» TASK SET
1 – Decide whether each statement agrees with the article on footballer William Jones, answering yes or no and quoting the deciding words of the article: (a) Jones was born in Brighton. (b) Jones played as a left half. (c) England's 1901 win over Ireland was played at the Dell.
2 – Extend the article on footballer William Jones, picking up right after its final sentence.

» SELECTED PASSAGE

>>>

William Jones

Personal information
- Full name: William John Jones
- Date of birth: 6 March 1876
- Place of birth: Brighton, England
- Date of death: 25 September 1959 (aged 83)
- Place of death: Bristol, England
- Position(s): Right half

Senior career*
- Years: Team / Apps / (Gls)
- Long Eaton Rangers
- Wellington Athletic
- 189?–1897: Loughborough / 35 / (18)
- 1897–1906: Bristol City / 238 / (27)
- 1906–1907: Tottenham Hotspur / 8 / (0)
- 1907–19??: Swindon Town / 8 / (0)
- Total:  / 289+ / (45+)

International career
- 1901: England / 1 / (0)

= William Jones (English footballer, born 1876) =

English footballer

William John Jones (6 March 1876 – 25 September 1959) was an England international footballer who played as a right half. Jones made over 180 Football League appearances prior to the First World War.

==Career==
Jones was born in Brighton and earned one cap for England in a 3–0 win v Ireland at the Dell on 9 March 1901 while playing professionally for Bristol City.

<<<

» SOURCE INFORMATION
>>>

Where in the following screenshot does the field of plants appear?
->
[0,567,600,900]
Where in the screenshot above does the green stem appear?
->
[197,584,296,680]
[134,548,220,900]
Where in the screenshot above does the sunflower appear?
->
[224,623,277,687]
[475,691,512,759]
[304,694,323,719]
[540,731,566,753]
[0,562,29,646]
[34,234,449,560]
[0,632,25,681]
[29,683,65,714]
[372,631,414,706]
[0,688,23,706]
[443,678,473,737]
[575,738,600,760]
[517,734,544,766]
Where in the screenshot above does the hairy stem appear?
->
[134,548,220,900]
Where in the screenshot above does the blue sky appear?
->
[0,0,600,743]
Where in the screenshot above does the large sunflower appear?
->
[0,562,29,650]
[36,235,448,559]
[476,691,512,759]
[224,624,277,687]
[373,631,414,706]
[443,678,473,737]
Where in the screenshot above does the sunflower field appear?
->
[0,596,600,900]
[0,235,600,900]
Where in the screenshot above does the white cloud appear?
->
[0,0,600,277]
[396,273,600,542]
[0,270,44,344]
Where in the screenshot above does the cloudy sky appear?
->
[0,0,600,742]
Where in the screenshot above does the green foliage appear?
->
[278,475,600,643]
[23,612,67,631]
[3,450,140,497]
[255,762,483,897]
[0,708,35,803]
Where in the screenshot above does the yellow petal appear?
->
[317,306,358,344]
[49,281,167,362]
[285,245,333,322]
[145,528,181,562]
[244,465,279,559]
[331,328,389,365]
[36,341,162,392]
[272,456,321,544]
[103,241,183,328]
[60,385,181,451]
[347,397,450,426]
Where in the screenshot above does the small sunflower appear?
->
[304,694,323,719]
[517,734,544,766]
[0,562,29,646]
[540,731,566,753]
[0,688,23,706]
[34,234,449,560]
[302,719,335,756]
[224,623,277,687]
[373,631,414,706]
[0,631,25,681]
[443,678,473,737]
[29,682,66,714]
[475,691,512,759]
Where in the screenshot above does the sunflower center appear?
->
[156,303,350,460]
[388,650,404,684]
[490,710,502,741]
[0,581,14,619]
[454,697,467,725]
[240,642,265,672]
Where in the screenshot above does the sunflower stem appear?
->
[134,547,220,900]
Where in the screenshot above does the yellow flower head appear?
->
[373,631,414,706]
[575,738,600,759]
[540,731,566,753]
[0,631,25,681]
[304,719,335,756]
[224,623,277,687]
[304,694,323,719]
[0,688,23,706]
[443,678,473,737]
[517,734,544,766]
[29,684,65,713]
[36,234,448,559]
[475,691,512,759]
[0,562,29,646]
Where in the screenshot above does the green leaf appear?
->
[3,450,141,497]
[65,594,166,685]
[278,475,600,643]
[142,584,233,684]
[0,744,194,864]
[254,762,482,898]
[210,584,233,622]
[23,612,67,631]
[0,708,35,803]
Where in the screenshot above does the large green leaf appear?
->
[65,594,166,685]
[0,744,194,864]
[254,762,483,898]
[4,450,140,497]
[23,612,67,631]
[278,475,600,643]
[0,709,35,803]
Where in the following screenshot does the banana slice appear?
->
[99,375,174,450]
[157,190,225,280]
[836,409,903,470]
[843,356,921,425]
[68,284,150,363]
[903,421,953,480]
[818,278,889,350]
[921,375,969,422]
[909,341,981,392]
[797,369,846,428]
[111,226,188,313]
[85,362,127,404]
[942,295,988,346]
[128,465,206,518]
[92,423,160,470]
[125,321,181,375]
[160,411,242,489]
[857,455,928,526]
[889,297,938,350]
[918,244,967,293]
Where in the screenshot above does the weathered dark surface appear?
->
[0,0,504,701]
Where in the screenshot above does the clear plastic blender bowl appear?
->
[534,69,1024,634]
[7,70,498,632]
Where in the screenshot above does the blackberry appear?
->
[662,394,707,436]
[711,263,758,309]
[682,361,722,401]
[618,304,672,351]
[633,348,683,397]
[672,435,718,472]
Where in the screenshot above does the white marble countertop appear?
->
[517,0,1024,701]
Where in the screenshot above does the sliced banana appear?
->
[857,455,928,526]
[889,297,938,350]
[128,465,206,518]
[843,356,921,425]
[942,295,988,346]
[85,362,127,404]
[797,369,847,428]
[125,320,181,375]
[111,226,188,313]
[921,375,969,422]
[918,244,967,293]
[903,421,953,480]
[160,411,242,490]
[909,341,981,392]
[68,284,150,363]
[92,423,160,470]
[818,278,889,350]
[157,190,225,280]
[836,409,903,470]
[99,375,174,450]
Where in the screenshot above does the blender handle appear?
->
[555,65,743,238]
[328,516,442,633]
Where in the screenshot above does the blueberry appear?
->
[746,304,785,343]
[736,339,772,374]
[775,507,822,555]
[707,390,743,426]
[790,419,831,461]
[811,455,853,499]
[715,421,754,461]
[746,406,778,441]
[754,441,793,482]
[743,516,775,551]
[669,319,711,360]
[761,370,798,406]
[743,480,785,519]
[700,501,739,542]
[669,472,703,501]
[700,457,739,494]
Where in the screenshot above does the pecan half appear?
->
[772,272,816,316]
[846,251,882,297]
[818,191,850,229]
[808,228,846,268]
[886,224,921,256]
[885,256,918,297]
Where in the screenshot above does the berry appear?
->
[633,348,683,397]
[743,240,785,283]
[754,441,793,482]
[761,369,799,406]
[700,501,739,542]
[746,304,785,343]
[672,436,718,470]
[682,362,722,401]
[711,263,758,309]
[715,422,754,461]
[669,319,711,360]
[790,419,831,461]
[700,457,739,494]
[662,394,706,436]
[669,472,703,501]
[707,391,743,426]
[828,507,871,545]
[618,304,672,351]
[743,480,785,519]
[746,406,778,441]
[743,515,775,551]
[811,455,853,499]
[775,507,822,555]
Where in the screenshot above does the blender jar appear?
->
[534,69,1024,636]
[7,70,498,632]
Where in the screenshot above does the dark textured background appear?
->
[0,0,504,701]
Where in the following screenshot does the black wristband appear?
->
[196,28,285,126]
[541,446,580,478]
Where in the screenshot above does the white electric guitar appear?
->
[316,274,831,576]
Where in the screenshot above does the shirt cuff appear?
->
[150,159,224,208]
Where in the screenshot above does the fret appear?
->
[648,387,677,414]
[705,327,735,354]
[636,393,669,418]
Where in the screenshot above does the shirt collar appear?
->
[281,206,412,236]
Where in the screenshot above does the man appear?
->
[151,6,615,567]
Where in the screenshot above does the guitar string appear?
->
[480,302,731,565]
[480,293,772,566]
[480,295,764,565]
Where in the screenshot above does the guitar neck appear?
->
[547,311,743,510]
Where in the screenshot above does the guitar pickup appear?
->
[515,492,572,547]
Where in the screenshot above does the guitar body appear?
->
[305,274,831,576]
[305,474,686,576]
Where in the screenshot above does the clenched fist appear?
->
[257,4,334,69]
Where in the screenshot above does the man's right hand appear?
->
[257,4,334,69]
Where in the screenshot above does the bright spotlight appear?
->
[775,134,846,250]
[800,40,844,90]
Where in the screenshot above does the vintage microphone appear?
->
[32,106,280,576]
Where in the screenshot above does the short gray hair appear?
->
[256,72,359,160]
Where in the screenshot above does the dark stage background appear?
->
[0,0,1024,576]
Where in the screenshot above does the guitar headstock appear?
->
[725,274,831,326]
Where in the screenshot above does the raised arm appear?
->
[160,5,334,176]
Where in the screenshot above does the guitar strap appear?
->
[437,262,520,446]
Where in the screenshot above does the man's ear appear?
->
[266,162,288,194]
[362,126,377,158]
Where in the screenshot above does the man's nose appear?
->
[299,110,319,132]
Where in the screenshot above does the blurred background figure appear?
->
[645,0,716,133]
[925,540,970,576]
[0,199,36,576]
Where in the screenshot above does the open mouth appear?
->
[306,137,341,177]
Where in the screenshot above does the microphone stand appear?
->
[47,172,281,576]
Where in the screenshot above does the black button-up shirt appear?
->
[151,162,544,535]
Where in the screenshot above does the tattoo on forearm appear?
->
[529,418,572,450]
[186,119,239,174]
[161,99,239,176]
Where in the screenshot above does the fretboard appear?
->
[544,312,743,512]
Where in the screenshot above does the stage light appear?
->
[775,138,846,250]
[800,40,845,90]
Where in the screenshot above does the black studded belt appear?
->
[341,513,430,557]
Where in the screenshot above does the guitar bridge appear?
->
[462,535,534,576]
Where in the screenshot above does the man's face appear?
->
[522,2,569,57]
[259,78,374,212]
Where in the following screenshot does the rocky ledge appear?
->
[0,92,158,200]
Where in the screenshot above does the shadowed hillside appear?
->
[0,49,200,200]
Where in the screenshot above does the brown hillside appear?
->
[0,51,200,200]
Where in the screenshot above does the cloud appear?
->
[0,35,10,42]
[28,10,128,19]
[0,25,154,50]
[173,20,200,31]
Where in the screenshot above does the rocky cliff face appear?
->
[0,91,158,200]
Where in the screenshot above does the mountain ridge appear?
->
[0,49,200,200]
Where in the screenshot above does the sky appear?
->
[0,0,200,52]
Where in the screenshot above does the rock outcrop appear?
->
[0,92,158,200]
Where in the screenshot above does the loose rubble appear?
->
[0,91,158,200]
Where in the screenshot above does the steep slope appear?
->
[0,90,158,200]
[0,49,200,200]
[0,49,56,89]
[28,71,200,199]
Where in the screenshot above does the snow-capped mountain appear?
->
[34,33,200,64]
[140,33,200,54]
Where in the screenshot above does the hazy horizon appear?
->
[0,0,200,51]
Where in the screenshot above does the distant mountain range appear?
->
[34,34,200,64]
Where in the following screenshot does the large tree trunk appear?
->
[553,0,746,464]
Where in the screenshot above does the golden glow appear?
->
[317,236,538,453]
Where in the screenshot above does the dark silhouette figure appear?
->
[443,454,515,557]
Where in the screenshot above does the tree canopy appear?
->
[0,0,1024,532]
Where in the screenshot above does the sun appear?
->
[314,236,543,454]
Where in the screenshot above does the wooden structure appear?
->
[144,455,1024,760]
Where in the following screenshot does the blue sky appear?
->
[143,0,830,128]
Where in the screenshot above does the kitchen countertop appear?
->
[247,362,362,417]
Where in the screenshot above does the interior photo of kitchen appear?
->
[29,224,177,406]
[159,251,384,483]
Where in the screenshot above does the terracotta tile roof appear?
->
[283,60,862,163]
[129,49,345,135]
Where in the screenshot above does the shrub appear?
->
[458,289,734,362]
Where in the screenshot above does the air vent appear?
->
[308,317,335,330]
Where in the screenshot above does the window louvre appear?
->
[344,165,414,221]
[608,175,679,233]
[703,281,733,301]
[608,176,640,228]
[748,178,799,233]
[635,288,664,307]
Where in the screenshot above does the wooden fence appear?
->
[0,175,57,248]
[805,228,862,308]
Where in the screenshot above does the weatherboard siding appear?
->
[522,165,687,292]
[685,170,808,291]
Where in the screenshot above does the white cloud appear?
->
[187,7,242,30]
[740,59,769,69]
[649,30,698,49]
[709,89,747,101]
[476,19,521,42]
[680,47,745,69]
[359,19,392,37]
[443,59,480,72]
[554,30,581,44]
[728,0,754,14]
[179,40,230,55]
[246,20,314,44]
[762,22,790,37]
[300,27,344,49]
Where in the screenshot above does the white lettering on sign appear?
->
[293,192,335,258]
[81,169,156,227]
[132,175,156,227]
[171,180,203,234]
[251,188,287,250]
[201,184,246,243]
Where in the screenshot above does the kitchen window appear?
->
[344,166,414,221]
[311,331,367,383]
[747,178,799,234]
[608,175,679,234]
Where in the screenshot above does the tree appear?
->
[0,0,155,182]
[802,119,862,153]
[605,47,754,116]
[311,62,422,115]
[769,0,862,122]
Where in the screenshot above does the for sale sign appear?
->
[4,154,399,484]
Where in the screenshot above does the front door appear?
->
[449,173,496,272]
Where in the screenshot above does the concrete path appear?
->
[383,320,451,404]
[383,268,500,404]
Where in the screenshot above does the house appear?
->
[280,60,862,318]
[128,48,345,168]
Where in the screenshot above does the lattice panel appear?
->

<<<

» RESPONSES BY ITEM NUMBER
1 –
(a) Yes: "Jones was born in Brighton"
(b) No: "played as a right half"
(c) Yes: "a 3–0 win v Ireland at the Dell on 9 March 1901"

2 –
Jones began his football career with Long Eaton Rangers before joining Wellington Athletic. He moved into the Second Division of the Football League when he joined Loughborough and was top scorer in 1896–97. Jones was the first player signed for Bristol City by new manager Sam Hollis in 1897. Jones made 8 appearances scoring 2 goals in 1897–98 when Bristol City finished runners up in the Southern Football League, he also made 9 appearances and scored 6 goals in the Western League championship winning side. Jones scored 4 goals in the 14–1 win v Eastleigh on 26 January 1898. Jones was the regular right half in 1898–99 making 23 appearances when City again finished as runners up in the Southern League. Jones missed only one match in 1899–1900, he began as right half but moved to centre forward when Alex Caie was transferred to Millwall. Jones made 31 appearances and scored 15 goals including 4 goals in the 5–1 win v Sheppey United on 3 March 1900. The following season Bristol City were runners up again in the Southern League with Jones making 28 appearances and scoring 1 goal. When Bristol City made their Football League debut in the Second Division on 7 September 1901 Jones played right half. Jones was ever present with 35 appearances in 1901–02. Jones made 32 appearances scoring 2 goals missing only 2 matches as "the Babes" rose to 4th place in 1902–03. City repeated the 4th-place finish in the following season when Jones made 32 appearances scoring 4 goals from the right half position. Jones made 32 appearances scoring 3 goals as City completed a trio of 4th-place finishes in 1904–05. When Bristol City won the Second Division championship in 1905–06 the injury prone Jones made 18 appearances playing in all of the record sequence of 14 successive wins early in the season. Jones moved to Tottenham Hotspur in the summer of 1906. Jones moved to Swindon Town in the summer of 1907.

After retiring from football Jones was landlord of the "Barley Mow" in Bedminster and died in 1959 at Snowdon Road Hospital, Bristol.